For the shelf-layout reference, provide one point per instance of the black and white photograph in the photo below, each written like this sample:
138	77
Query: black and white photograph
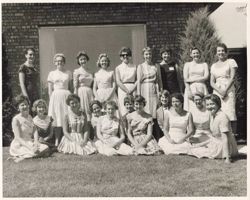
124	99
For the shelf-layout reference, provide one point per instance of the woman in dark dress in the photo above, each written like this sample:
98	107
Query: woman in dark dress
29	77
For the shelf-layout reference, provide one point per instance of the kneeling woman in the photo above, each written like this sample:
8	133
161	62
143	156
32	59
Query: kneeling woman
25	143
111	134
76	130
178	127
140	128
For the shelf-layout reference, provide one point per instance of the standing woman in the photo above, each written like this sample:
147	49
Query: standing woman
58	86
168	69
148	86
28	77
125	77
222	79
104	81
195	73
83	82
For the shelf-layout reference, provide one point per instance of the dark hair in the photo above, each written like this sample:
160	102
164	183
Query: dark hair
125	50
140	99
111	103
222	45
128	99
81	53
72	97
215	98
20	99
100	57
92	103
178	96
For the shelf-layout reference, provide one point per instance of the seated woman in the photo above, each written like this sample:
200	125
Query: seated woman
43	122
178	127
25	143
222	144
108	128
76	130
140	128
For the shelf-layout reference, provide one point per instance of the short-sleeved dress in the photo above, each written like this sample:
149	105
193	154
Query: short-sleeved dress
195	70
128	78
109	130
148	76
83	80
76	128
26	133
104	80
221	72
57	104
139	128
31	81
177	130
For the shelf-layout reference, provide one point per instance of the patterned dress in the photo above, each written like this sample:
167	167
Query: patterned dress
221	71
57	104
17	149
76	130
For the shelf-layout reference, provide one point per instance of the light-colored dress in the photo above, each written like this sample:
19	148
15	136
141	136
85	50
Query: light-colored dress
139	127
26	133
177	130
194	70
128	78
105	80
57	104
109	130
148	79
83	81
221	72
76	127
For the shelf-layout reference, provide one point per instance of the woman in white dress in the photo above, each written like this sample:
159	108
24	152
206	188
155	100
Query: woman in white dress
195	73
58	86
104	80
76	130
178	127
25	143
125	75
83	81
222	82
111	134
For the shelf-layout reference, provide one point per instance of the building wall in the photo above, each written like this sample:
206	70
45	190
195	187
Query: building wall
20	23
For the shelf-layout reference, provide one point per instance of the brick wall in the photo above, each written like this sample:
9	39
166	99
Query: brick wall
20	23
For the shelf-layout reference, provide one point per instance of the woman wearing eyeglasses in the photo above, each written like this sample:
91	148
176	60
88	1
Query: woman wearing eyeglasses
125	77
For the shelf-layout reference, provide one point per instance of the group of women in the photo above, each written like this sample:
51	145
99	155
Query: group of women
146	115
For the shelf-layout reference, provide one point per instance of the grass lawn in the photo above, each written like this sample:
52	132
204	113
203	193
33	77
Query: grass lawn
95	176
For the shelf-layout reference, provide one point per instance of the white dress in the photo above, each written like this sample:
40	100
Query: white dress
105	80
57	104
177	130
128	78
221	72
195	70
83	81
109	131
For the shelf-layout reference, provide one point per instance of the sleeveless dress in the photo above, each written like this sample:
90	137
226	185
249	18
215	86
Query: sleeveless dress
76	127
148	76
221	72
109	131
83	80
104	80
128	78
26	133
31	81
139	128
195	70
57	104
177	130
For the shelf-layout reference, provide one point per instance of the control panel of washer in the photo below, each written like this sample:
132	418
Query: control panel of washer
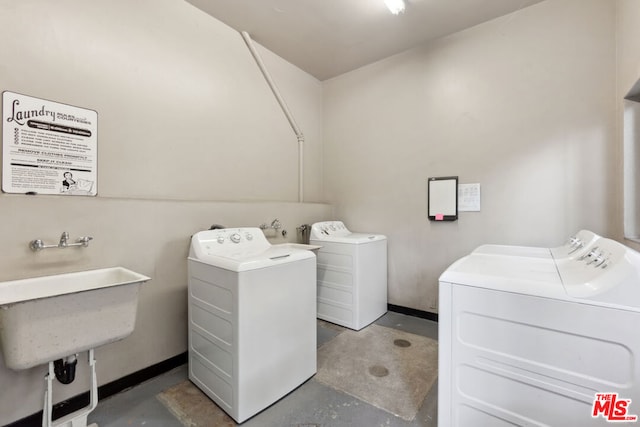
329	228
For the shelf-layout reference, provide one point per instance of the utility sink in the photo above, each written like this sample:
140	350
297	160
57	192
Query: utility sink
47	318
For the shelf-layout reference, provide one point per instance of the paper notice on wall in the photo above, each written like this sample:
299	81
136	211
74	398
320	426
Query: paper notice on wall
469	197
48	147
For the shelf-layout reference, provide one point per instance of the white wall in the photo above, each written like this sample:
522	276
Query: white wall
189	135
523	105
628	74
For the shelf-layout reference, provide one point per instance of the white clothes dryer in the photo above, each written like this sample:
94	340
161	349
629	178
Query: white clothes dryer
352	274
252	318
539	341
575	247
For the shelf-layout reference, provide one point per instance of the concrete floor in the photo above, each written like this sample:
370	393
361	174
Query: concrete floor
310	405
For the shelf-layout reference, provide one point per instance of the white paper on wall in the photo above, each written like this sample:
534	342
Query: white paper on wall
48	147
469	197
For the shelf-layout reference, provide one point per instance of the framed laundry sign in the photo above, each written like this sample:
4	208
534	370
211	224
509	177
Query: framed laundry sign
48	147
443	198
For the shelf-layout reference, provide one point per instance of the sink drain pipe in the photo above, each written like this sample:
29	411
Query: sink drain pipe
285	110
65	369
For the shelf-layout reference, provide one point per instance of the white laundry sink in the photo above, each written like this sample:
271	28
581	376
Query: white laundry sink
47	318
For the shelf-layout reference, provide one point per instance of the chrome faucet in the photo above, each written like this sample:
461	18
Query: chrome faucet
64	240
38	244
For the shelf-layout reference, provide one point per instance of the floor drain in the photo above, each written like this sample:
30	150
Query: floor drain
401	343
378	371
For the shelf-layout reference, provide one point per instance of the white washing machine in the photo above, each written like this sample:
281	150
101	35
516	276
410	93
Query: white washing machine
352	274
575	246
252	318
532	341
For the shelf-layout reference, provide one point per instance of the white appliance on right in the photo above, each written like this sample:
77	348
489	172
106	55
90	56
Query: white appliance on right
352	274
535	340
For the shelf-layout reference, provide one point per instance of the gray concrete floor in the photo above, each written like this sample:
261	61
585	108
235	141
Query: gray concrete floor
310	405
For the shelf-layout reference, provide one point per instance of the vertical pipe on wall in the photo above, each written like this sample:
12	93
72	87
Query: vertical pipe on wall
285	110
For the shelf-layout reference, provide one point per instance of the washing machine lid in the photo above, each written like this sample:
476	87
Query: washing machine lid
510	273
337	232
607	275
242	249
523	251
351	239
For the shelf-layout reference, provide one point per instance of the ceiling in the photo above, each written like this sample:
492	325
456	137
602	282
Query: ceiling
327	38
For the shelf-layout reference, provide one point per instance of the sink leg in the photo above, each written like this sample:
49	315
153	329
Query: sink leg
75	419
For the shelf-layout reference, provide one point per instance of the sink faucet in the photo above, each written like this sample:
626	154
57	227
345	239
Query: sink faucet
64	240
38	244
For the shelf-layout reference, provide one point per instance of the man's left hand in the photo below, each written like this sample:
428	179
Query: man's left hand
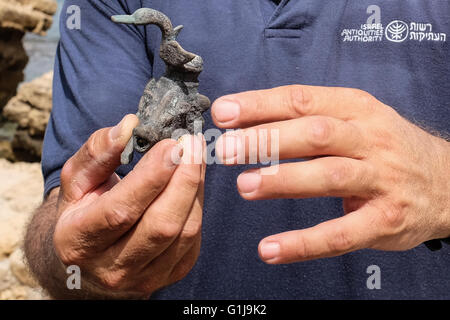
392	175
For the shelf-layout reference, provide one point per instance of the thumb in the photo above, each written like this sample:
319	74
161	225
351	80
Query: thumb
96	160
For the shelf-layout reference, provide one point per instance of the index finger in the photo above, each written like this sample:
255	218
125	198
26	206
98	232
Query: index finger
289	102
357	230
117	210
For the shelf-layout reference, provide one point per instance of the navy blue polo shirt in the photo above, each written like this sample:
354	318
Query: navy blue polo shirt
396	50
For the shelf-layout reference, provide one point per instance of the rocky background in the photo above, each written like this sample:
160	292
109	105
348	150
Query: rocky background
24	114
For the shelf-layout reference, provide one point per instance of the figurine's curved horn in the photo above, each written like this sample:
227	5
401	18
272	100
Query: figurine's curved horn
146	16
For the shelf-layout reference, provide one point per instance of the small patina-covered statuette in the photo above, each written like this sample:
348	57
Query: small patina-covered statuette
173	101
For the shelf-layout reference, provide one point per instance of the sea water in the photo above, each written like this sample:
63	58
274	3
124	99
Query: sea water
41	49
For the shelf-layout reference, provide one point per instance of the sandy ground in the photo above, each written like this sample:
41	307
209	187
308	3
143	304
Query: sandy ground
21	188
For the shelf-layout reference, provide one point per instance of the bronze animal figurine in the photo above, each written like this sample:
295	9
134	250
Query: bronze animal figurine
173	101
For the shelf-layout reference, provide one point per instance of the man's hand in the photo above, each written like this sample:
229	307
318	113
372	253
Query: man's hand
133	236
393	176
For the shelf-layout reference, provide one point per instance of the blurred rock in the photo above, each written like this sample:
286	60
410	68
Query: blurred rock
30	110
20	193
12	225
27	15
16	18
20	269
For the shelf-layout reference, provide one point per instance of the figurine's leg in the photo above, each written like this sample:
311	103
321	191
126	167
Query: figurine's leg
195	123
127	154
203	102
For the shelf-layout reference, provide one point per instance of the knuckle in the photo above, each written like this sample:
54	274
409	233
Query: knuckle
302	249
320	133
69	257
191	178
181	271
163	231
67	172
392	218
365	99
191	230
93	150
340	242
339	175
300	100
119	216
114	281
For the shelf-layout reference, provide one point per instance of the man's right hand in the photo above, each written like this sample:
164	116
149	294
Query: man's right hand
133	236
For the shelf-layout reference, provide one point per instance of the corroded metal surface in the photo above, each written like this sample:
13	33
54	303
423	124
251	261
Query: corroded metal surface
173	101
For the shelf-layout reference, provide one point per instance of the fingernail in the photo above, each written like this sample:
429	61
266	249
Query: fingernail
116	132
192	149
226	111
249	182
124	129
228	147
172	156
270	250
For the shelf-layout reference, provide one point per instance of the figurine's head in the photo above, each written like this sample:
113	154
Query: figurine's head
170	51
145	137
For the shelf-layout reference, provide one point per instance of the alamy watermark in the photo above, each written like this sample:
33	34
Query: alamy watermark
374	280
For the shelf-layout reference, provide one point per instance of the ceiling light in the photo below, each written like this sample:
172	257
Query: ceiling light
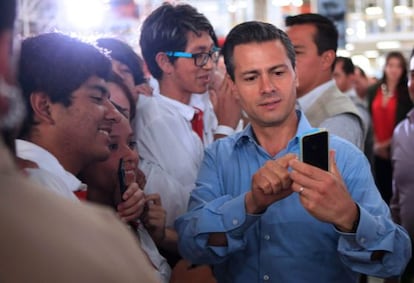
388	44
371	53
403	10
373	11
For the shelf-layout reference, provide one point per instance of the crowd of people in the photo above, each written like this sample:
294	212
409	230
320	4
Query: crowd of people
183	165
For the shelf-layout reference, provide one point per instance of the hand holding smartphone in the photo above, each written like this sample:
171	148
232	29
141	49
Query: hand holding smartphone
121	177
314	148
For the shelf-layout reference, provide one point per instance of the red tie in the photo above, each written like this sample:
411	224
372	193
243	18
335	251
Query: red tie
197	122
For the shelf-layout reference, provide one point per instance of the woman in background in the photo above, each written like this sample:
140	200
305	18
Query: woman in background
388	102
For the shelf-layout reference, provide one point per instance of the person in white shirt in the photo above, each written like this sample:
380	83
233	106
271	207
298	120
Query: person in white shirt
315	39
179	47
69	114
344	76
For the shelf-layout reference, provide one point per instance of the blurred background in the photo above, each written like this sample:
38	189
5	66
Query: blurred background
368	28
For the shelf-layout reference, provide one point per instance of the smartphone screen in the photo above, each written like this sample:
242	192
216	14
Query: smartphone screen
121	177
315	149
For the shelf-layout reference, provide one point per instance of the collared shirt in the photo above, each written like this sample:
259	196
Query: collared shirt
285	244
170	151
403	163
50	173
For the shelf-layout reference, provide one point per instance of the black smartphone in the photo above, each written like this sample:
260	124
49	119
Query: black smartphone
121	177
314	149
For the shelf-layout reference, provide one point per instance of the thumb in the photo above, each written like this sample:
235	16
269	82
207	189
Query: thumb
332	163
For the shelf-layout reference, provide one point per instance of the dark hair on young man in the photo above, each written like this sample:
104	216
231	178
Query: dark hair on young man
361	71
116	79
7	14
57	65
326	37
254	32
122	52
166	29
347	65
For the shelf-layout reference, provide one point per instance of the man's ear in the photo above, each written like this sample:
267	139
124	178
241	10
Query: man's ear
164	63
41	106
328	58
234	91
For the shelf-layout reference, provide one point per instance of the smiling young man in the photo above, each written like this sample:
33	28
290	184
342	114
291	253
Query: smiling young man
69	115
178	45
45	237
258	213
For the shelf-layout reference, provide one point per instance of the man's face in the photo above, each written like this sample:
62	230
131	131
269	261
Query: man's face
308	62
122	145
81	130
189	78
265	82
411	79
343	81
361	83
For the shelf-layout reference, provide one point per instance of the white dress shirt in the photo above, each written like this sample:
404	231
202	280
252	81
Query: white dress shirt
170	151
50	173
309	98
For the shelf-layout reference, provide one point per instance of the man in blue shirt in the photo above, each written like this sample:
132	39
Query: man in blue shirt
259	214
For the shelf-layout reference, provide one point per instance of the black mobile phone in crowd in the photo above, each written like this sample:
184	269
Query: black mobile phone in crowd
121	177
314	148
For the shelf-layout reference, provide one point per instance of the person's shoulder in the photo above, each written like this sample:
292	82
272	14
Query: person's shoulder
51	236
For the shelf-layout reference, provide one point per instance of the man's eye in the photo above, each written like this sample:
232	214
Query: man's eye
113	146
249	79
98	99
132	145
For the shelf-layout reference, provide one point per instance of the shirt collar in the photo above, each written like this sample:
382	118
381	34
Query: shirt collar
185	110
309	98
46	161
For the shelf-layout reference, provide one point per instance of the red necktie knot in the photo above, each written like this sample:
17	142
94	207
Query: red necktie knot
197	122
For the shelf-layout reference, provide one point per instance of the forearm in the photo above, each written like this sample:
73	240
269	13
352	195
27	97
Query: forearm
379	242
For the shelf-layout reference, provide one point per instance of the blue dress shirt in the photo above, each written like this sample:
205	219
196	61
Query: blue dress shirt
285	243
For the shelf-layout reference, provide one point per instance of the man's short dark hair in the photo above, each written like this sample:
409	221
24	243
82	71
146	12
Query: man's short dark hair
57	65
166	29
250	32
124	53
7	14
326	37
347	65
116	79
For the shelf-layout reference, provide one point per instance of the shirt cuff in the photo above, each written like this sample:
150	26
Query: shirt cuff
224	130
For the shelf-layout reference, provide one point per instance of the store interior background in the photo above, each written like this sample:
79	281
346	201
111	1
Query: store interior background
368	28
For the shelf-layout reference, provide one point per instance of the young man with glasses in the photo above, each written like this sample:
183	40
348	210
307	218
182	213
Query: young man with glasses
179	47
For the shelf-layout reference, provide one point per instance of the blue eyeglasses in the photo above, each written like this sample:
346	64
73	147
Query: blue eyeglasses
200	59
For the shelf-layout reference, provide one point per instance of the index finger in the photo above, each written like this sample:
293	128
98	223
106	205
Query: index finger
155	198
284	160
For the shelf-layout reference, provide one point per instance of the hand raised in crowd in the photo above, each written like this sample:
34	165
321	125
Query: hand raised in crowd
323	194
269	184
153	217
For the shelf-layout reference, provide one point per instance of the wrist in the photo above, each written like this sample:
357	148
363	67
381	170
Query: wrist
224	130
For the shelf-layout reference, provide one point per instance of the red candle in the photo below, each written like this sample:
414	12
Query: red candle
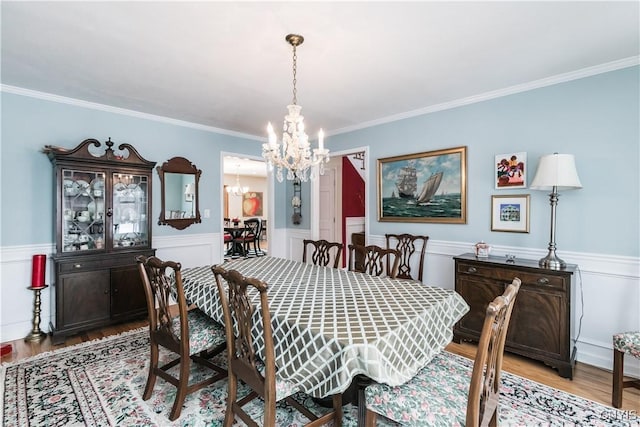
37	271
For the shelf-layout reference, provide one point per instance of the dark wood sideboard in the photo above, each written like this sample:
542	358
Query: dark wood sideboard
541	325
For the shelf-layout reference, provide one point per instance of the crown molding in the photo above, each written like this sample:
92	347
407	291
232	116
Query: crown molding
123	111
536	84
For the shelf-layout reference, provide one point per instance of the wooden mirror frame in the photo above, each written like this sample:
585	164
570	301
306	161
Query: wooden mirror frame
179	165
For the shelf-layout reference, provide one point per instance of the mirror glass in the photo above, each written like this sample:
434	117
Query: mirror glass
179	179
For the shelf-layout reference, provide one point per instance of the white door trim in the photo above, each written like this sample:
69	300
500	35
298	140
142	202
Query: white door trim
315	193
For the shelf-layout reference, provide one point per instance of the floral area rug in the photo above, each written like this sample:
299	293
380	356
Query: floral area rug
100	383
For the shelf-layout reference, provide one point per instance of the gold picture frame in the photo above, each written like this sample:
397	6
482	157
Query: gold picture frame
424	187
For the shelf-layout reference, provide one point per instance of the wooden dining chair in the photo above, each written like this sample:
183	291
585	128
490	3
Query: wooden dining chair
447	392
629	343
256	371
374	260
323	252
408	245
191	335
251	237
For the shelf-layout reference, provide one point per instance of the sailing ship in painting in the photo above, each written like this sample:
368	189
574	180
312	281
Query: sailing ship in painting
407	185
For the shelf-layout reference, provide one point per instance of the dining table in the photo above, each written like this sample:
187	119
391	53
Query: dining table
332	325
236	248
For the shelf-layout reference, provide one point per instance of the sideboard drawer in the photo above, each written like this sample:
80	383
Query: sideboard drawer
538	279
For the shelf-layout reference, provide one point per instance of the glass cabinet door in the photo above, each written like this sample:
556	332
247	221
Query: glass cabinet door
82	210
130	216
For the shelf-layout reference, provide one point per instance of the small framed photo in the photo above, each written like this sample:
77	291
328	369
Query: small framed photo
510	170
510	213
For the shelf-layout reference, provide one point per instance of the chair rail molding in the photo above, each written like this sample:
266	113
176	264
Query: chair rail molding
608	281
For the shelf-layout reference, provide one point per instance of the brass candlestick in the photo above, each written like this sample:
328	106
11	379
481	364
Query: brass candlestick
36	334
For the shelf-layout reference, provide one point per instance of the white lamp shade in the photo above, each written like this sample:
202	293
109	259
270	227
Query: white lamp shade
556	170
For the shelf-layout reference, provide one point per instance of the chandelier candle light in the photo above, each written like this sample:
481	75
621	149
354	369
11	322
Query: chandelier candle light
294	154
555	172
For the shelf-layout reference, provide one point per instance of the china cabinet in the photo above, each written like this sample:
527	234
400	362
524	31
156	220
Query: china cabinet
541	326
102	222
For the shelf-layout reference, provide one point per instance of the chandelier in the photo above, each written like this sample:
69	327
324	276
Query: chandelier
294	153
237	190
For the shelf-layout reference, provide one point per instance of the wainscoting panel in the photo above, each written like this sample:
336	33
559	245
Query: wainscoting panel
606	298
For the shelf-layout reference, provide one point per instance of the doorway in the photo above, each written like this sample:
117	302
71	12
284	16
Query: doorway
──────
Exercise prompt — Transcribe exactly the line containing "the small framed" and all remaining lines of the material, ending with the last one.

Response for this exercise —
For the shelf-layout reference, provide one point per instance of the small framed photo in the photo above, each written like this sample:
77	291
328	369
Query: small framed photo
510	170
510	213
For the shelf-layout reference, provide one point per instance of the chair rail molding in the photo above, each written like this sample:
266	113
176	264
Query: chair rail molding
608	281
For the shelf-layout reference, provide one point per instance of the brass candlestick in the photo above, each written like this sample:
328	106
11	379
481	364
Query: brass candlestick
36	334
For the shelf-layout reference, provide one point per instance of the white lamp shade in the photo above, each written like this sample:
202	293
109	259
270	227
Query: white lamp shade
556	170
For the shelf-layout reference, provide one point per instance of the chandelier candle light in the photo above, each written like this sample:
481	75
621	149
354	369
11	322
Query: chandelier candle light
294	154
555	172
For the shelf-layout reference, provide one point per instance of the china cabinet in the photo above, each written like this sample:
527	234
400	362
524	31
156	220
Query: china cabinet
541	326
102	222
For the shelf-layout reference, provide one point per instance of the chandelier in the photo above, each written like this sample:
69	327
324	276
Query: chandelier
294	153
237	190
For the shelf-layout reference, provide one point per instance of the wainscoting panel in the photo above, each written like this sample:
336	33
559	245
Query: wainscoting panel
606	298
For the shelf-layout reference, provide one point per instance of the doorway in the photo above, each written like this sample:
117	302
71	12
284	16
Query: doorway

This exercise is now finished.